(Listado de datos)
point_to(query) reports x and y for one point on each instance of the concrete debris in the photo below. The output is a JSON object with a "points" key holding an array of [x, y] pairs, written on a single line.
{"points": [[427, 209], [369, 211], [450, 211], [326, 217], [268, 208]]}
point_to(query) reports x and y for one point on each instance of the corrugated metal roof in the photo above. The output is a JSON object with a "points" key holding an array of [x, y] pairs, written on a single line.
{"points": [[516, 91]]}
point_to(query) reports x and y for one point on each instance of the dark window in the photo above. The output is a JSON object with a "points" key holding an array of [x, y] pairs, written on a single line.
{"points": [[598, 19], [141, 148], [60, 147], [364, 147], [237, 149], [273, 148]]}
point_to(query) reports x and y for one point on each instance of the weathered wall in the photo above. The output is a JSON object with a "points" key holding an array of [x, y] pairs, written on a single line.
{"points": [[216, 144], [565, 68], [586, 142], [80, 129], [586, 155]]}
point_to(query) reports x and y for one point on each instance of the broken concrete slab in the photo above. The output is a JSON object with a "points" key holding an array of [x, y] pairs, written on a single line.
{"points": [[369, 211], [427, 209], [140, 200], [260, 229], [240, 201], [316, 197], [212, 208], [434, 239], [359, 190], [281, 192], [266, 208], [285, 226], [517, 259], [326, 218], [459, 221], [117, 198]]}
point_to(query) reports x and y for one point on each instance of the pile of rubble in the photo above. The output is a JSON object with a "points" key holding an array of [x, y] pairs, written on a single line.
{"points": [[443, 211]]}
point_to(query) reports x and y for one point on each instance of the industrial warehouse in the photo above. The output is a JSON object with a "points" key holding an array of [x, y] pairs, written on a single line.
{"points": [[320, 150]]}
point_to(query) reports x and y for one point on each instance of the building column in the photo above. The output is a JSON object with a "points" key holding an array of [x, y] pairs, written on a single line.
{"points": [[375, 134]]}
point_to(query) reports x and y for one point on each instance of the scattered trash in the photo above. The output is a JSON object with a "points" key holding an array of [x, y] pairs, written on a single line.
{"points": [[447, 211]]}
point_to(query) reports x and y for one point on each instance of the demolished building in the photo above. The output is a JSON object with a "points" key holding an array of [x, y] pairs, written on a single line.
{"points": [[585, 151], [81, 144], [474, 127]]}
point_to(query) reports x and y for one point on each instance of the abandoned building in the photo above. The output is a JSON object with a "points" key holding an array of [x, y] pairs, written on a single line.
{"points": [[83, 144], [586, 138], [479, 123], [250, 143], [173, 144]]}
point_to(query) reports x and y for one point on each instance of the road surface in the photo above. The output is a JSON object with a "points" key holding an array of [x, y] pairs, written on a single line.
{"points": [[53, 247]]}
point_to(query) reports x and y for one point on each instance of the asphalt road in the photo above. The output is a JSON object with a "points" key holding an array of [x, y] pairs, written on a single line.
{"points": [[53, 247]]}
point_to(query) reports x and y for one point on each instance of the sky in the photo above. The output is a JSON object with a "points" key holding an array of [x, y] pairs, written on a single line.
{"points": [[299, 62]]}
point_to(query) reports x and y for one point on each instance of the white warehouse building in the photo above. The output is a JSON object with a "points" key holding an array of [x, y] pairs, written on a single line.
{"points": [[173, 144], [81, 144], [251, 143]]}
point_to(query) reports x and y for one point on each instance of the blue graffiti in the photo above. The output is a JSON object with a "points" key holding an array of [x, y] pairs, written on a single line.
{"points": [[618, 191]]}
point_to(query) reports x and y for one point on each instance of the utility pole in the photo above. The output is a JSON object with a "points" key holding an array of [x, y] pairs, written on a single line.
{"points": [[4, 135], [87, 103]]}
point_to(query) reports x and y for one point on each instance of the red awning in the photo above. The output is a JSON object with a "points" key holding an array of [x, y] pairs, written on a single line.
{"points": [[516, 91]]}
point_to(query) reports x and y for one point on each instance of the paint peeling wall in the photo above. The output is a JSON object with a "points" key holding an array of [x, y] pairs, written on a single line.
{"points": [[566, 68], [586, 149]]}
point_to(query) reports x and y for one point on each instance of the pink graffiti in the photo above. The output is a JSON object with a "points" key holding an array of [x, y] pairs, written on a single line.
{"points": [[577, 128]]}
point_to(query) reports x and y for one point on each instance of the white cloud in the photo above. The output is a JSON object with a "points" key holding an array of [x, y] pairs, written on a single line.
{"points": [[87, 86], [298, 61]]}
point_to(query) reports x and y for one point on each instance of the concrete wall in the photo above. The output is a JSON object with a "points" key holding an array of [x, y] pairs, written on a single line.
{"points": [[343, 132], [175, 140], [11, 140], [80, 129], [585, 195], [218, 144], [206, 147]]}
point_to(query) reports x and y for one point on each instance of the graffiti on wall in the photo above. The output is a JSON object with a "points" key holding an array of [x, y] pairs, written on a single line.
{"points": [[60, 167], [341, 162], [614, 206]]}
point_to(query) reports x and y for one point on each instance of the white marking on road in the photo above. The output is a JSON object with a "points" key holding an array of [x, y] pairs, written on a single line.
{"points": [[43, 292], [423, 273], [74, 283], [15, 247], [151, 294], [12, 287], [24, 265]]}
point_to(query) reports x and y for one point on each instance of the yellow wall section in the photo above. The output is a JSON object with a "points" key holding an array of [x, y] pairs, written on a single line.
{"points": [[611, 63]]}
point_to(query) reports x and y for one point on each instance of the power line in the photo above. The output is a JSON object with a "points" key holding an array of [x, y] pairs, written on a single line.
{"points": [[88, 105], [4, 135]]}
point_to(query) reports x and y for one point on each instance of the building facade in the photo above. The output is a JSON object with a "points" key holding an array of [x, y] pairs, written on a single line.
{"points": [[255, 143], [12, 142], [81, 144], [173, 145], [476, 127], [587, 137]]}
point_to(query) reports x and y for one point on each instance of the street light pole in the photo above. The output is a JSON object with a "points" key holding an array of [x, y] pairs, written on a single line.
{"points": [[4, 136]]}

### EJERCICIO
Actualiza el listado de datos completo: vuelve a escribirlo cambiando "reports" por "returns" y deja todo lo demás igual.

### RESPUESTA
point_to(query) returns x and y for one point on each instance of the concrete debris in the photo below. The output is a JSON object with a "points" key holding an array of [x, y] pairs, written on a single line.
{"points": [[427, 209], [369, 211], [450, 211], [326, 217], [268, 208]]}
point_to(query) returns x and y for one point on each instance of the corrugated metal roof in the photo above. The output is a JSON object with a "points" key holding an array of [x, y] pairs, written on a single line.
{"points": [[516, 91]]}
point_to(query) returns x and y for one point on each instance of the dark window in the photo above. The output is a JSON object with a "points" key holding an array of [x, y] pairs, written on a single line.
{"points": [[598, 19], [141, 148], [60, 147], [364, 147], [237, 149], [273, 148]]}
point_to(query) returns x and y for one point on each instance of the weathered wall in the photo above. The output is a JSON object with a "points" key holding an array of [x, y] pairs, written on a single line.
{"points": [[216, 144], [565, 68], [586, 142], [80, 129], [586, 155]]}
point_to(query) returns x and y for one point on each instance of the broken concrete slab in the photo above. The output is a JSON object with a "points" key holding an array of [x, y] pairs, written on a single line.
{"points": [[369, 211], [427, 209], [140, 200], [260, 229], [240, 201], [316, 197], [212, 208], [434, 239], [359, 190], [281, 192], [266, 208], [285, 226], [517, 259], [326, 218], [459, 221], [117, 198]]}
point_to(query) returns x and y for one point on each instance of the pile of rubble in the photo above. The output is a JSON object with a "points" key holding an array of [x, y] pairs, written on a single line.
{"points": [[443, 211]]}
point_to(query) returns x and y for one point on each instance of the industrial warehouse in the photo above. The output is a JSON object with a "points" key holding an array of [x, y] pairs, written on a single line.
{"points": [[320, 150]]}
point_to(query) returns x and y for one point on each instance of the building column in the photo above. The output is a JSON object with a "points" key holding an array of [x, y] pairs, written on a single line.
{"points": [[375, 134]]}
point_to(query) returns x and y for one point on each instance of the scattered trash in the photo above. The output is a JSON object with a "points" key holding an array of [x, y] pairs, written on a single line.
{"points": [[447, 211]]}
point_to(query) returns x and y for one point on each instance of the demolished building in the photo above. The output is a JSON object with a "points" key holding an array of [x, y] pairs, written on a single line.
{"points": [[585, 151], [81, 144], [474, 127]]}
point_to(query) returns x and y for one point on each instance of the abandoned building in the photo above. The output is a JSON object with a "points" key holding an array of [x, y] pairs, written on a single line.
{"points": [[83, 144], [586, 138], [479, 123], [250, 143], [173, 144]]}
point_to(query) returns x and y for one point on each instance of the road surface in the photo above. The output is a JSON object with a "points" key holding an array of [x, y] pairs, written on a single line.
{"points": [[53, 247]]}
point_to(query) returns x and y for one point on each instance of the asphalt road in the photo above. The output is a JSON object with a "points" key holding an array of [x, y] pairs, written on a single line.
{"points": [[53, 247]]}
point_to(query) returns x and y for one point on each instance of the sky in the photo above. The output is a JSON object with a "points" key holding an array of [x, y] pairs, written on a single line.
{"points": [[299, 62]]}
point_to(query) returns x and y for one point on each instance of the white warehouse building in the photo above. The output is a JSON object with a "points" key holding an array of [x, y] pairs, written on a single line.
{"points": [[173, 144], [81, 144], [251, 143]]}
point_to(query) returns x and y for one point on each instance of the blue graffiti in the photo above. The output is a JSON object with a "points" key holding an array of [x, y] pairs, written on a single line.
{"points": [[618, 191]]}
point_to(query) returns x and y for one point on each instance of the utility pole in the photo above. The output is a JSON object with a "points" key holding an array of [x, y] pairs, written on a single line.
{"points": [[4, 135], [87, 103]]}
point_to(query) returns x and y for one point on each instance of the red awning in the photo above. The output is a JSON object with a "points" key holding an array of [x, y] pairs, written on a single line.
{"points": [[516, 91]]}
point_to(query) returns x and y for one point on each instance of the paint peeling wall in the photo above. The output is a JSON object with a "points" key holding an array of [x, y] pairs, written on a single line.
{"points": [[566, 68], [586, 149]]}
point_to(query) returns x and y for one point on each instance of the pink graffiti in the photo above. The output is a JSON object with a "points" key holding an array of [x, y] pairs, written on a single line.
{"points": [[577, 128]]}
point_to(query) returns x and y for one point on each instance of the white cloud in the photo above. The output is a JSON object with a "points" key holding an array of [x, y] pairs, written on a single line.
{"points": [[87, 86], [298, 61]]}
point_to(query) returns x and y for one point on each instance of the concrete wall in the photo above. The output is a JSON object with a "points" key holding an array of [x, y] pairs, written on a single line.
{"points": [[343, 132], [175, 140], [11, 140], [80, 129], [585, 195], [218, 144], [206, 147]]}
point_to(query) returns x and y for one point on each instance of the graffiti on wall in the photo above. The output is a JSON object with a "points" key holding an array of [x, y] pairs, written on a single line.
{"points": [[60, 167], [341, 162], [614, 206]]}
point_to(query) returns x and y for one point on each instance of the white marking on road in the photo above. The output is a JSON object with a "points" key holding an array of [x, y] pairs, written on a single line.
{"points": [[43, 292], [423, 273], [74, 283], [15, 247], [151, 294], [12, 287], [24, 265]]}
point_to(query) returns x and y for one point on each instance of the yellow wall section in the photo above. The output is a JSON object with a "points" key holding an array of [x, y] pairs, written on a single line.
{"points": [[611, 63]]}
point_to(query) returns x and y for one point on each instance of the power line in the photo above. The output is a JSON object with a "points" key holding an array of [x, y] pairs, written on a single line.
{"points": [[88, 105], [4, 135]]}
point_to(query) returns x and y for one point on each instance of the building facade in the photo above. The output is a JSON object with a "points" key holding an array of [x, y] pairs, written on a single line.
{"points": [[255, 143], [12, 142], [81, 144], [173, 145], [476, 127], [587, 137]]}
point_to(query) returns x and y for one point on each instance of the street light pole in the photo above. The output is a JSON object with a "points" key holding an array of [x, y] pairs, written on a single line.
{"points": [[4, 136]]}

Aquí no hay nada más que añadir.